Activity: In the entries below, go to the line containing "Guideline: the keypoint for each instance of the wooden" and repeat it along with every later line, exactly.

Data records:
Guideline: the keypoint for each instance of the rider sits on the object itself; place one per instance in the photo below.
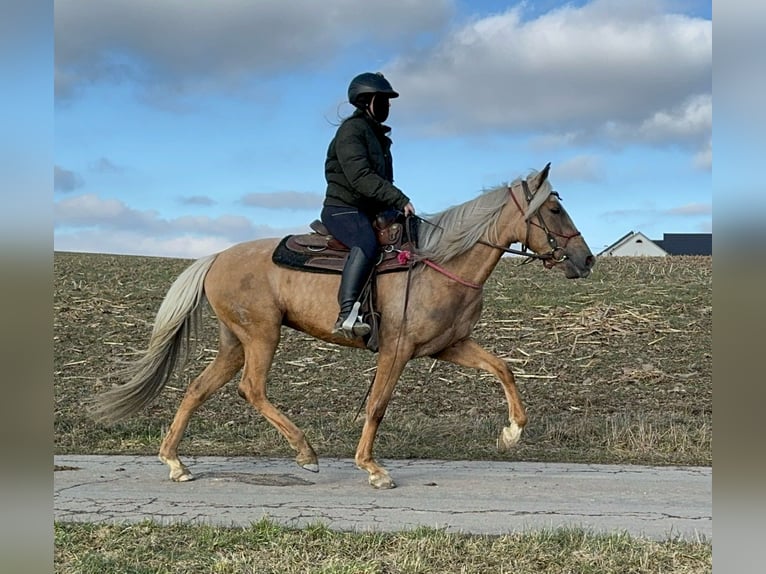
(359, 174)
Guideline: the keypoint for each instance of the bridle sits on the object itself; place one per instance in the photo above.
(550, 258)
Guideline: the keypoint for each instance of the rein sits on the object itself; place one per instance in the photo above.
(540, 223)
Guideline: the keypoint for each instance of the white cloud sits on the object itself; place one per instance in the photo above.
(691, 209)
(176, 45)
(582, 72)
(109, 223)
(580, 168)
(295, 200)
(66, 180)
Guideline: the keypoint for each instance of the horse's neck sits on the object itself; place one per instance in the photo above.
(478, 263)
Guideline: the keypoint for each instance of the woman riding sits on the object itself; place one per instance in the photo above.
(359, 174)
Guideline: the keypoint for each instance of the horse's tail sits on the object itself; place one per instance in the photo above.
(178, 318)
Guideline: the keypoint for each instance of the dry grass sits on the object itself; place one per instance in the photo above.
(614, 368)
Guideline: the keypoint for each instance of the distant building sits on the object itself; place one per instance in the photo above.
(636, 244)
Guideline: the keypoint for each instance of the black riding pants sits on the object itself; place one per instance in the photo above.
(351, 227)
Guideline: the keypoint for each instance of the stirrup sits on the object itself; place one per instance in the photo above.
(352, 326)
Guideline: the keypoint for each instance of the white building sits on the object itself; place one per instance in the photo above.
(634, 244)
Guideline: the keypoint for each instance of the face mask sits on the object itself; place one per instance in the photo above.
(379, 107)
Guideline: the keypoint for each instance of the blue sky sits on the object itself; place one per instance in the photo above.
(182, 127)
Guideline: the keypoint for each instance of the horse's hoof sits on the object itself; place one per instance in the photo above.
(382, 481)
(509, 438)
(183, 476)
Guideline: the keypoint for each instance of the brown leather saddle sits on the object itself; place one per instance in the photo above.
(320, 252)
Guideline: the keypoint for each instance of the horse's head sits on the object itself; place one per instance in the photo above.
(550, 232)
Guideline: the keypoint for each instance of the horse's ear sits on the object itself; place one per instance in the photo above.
(544, 174)
(539, 178)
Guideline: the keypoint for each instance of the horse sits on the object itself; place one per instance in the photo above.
(430, 311)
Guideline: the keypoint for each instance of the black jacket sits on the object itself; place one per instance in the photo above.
(359, 167)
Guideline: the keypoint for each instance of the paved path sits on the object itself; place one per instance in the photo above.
(477, 497)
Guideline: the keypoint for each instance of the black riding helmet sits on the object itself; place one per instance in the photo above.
(369, 83)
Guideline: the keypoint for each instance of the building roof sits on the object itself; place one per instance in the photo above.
(633, 243)
(686, 243)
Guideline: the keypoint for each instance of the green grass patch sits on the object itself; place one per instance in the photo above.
(266, 547)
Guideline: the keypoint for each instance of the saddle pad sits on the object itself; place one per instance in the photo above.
(327, 261)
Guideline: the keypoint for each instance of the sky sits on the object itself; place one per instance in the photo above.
(182, 128)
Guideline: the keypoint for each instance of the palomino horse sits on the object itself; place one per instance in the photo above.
(252, 298)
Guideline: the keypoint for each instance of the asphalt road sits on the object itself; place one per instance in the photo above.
(463, 496)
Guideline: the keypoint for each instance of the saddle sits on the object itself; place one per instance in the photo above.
(320, 252)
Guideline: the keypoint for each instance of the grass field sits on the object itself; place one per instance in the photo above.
(267, 548)
(616, 368)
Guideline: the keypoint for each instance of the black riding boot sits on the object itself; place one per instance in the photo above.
(355, 273)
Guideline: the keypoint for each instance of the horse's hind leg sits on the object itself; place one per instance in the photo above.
(227, 362)
(468, 353)
(258, 356)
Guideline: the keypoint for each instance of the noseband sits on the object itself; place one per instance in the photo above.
(550, 258)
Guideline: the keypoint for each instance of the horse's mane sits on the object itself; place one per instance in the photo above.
(454, 231)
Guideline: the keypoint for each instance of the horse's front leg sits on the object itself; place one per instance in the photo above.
(468, 353)
(388, 372)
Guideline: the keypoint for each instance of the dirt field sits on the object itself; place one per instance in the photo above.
(613, 368)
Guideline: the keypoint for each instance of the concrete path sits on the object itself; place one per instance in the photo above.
(466, 496)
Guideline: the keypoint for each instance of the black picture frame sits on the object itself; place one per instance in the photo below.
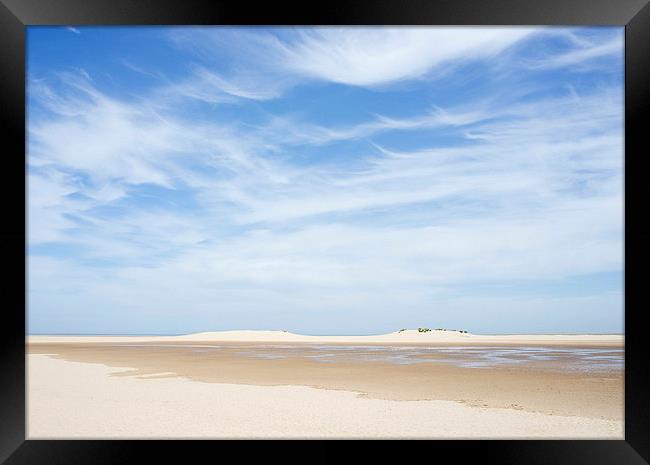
(15, 15)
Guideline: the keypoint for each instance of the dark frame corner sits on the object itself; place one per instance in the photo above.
(15, 15)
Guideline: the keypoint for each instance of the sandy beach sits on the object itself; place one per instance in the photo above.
(276, 384)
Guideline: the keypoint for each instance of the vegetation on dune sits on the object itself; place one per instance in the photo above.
(426, 330)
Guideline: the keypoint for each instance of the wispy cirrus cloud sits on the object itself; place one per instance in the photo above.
(208, 198)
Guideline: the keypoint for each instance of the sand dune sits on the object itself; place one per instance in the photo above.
(398, 337)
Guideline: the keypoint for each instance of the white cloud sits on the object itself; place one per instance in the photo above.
(532, 193)
(374, 56)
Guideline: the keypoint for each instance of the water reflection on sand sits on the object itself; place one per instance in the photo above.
(565, 358)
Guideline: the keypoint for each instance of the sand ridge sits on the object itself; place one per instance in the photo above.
(397, 337)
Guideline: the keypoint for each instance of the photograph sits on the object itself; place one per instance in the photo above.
(324, 232)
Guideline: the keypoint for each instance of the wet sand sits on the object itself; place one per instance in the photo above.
(92, 401)
(556, 387)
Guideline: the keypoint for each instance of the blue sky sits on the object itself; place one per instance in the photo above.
(324, 180)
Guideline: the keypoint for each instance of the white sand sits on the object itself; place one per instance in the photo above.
(81, 400)
(406, 337)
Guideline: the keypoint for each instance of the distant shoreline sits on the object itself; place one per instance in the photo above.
(399, 337)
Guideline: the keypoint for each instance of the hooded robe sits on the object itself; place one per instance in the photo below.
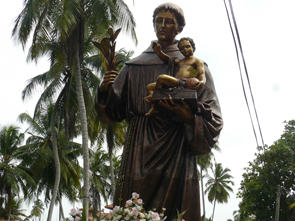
(159, 156)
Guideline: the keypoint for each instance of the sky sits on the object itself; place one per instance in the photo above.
(267, 36)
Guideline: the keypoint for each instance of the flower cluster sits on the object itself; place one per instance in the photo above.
(134, 211)
(75, 215)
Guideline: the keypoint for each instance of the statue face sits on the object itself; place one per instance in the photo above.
(166, 27)
(185, 48)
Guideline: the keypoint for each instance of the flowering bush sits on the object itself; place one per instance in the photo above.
(134, 211)
(75, 215)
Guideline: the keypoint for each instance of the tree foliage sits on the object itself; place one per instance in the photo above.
(275, 166)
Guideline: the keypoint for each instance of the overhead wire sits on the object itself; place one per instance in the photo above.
(246, 71)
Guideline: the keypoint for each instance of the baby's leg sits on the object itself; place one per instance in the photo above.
(166, 81)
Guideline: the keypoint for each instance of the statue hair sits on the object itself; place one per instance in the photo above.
(173, 8)
(191, 41)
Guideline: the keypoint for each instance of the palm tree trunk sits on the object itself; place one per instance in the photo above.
(110, 142)
(203, 194)
(83, 118)
(61, 211)
(9, 200)
(99, 206)
(55, 158)
(213, 209)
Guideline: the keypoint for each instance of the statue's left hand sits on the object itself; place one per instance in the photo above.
(182, 110)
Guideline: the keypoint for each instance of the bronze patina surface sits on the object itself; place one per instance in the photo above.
(159, 157)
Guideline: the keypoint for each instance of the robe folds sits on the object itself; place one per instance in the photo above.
(159, 156)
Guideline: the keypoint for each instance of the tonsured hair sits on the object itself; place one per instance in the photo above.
(173, 8)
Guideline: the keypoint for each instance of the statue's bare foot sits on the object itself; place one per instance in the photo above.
(151, 111)
(148, 99)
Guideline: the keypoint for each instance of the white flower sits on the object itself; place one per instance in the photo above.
(73, 212)
(116, 209)
(156, 216)
(141, 215)
(134, 212)
(129, 202)
(139, 201)
(135, 195)
(139, 208)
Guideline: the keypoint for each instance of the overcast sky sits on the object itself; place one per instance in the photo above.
(267, 34)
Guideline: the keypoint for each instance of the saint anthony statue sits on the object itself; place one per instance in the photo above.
(160, 150)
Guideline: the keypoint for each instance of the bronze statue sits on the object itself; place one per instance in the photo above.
(190, 74)
(159, 157)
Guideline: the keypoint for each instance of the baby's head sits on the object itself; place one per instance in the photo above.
(191, 41)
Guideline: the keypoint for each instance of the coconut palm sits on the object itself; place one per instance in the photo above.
(13, 176)
(70, 21)
(37, 209)
(40, 159)
(218, 186)
(204, 162)
(100, 174)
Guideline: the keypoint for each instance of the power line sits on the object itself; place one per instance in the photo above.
(245, 67)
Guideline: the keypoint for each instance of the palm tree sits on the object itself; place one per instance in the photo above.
(40, 159)
(70, 21)
(13, 176)
(37, 209)
(218, 186)
(204, 162)
(16, 212)
(100, 174)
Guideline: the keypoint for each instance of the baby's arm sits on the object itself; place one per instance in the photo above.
(201, 70)
(157, 49)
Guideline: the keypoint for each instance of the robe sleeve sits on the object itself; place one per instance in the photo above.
(111, 106)
(203, 133)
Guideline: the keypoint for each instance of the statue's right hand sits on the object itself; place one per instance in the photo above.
(108, 80)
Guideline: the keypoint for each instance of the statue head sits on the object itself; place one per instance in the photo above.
(168, 21)
(173, 8)
(191, 41)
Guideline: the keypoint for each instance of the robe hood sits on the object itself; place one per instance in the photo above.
(149, 57)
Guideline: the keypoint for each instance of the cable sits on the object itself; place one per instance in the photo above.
(244, 63)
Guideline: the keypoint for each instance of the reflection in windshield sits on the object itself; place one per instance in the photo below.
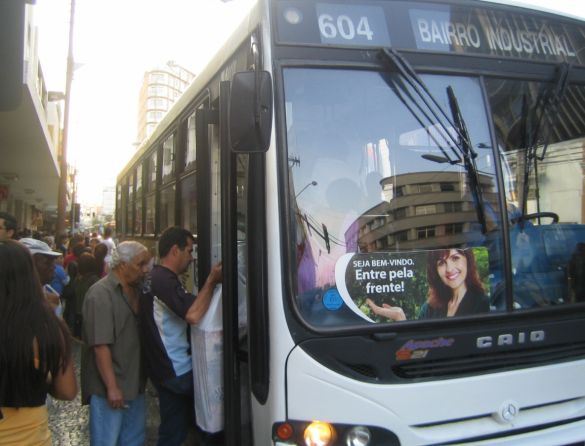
(370, 179)
(544, 188)
(377, 181)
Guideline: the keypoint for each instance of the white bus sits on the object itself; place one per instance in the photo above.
(400, 186)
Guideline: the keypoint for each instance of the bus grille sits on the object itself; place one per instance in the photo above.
(509, 360)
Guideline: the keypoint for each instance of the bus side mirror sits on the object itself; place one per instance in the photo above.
(250, 111)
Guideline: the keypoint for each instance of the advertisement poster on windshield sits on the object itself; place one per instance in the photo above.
(393, 287)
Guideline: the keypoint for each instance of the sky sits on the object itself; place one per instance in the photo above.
(114, 43)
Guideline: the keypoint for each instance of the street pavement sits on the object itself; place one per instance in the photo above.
(68, 420)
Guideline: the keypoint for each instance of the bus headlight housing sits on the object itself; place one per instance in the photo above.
(358, 436)
(319, 433)
(322, 433)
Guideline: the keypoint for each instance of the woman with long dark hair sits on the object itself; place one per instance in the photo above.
(454, 288)
(35, 351)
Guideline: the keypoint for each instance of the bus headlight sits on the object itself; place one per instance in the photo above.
(319, 433)
(358, 436)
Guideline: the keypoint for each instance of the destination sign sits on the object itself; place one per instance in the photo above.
(489, 30)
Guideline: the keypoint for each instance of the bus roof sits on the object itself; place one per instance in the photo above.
(533, 7)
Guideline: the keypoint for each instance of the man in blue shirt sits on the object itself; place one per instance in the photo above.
(166, 310)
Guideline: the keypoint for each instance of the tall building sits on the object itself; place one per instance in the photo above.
(30, 123)
(161, 87)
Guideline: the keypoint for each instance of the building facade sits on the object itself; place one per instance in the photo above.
(30, 128)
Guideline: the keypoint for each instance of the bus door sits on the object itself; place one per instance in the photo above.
(222, 238)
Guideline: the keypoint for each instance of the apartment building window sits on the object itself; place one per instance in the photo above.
(168, 171)
(453, 228)
(454, 206)
(422, 188)
(151, 174)
(447, 187)
(425, 232)
(425, 209)
(400, 213)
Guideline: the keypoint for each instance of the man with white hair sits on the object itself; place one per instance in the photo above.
(112, 381)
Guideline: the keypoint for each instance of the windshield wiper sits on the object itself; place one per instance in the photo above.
(460, 143)
(547, 104)
(469, 156)
(425, 102)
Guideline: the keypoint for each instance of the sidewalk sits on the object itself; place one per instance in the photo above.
(68, 420)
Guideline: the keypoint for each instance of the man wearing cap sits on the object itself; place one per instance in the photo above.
(7, 226)
(44, 260)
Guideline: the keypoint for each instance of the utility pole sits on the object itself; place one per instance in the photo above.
(62, 191)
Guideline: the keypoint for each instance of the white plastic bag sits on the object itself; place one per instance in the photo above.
(207, 357)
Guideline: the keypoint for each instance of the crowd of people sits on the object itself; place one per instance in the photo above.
(132, 320)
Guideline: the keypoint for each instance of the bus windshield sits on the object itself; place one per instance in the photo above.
(386, 221)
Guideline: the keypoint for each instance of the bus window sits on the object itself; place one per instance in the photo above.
(167, 207)
(541, 144)
(379, 190)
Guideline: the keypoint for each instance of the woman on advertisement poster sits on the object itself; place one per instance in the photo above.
(455, 288)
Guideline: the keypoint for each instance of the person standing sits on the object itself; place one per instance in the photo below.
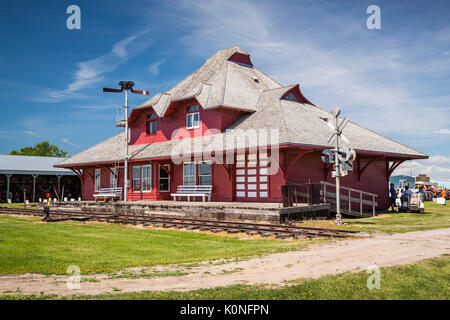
(392, 197)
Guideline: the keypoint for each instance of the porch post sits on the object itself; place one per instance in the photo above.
(8, 176)
(34, 186)
(59, 184)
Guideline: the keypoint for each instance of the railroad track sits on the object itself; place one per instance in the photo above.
(278, 230)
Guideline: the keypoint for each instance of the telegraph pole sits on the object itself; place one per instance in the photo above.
(337, 167)
(125, 86)
(125, 175)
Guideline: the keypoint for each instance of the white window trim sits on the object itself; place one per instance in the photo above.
(198, 123)
(168, 178)
(112, 177)
(210, 175)
(142, 178)
(99, 180)
(195, 171)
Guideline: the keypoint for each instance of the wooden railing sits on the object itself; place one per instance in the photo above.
(353, 201)
(364, 200)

Your response:
Guideline: the keypoint for each instance of the wooden railing sits on the object itself; place one per instance in the photo above.
(353, 201)
(364, 200)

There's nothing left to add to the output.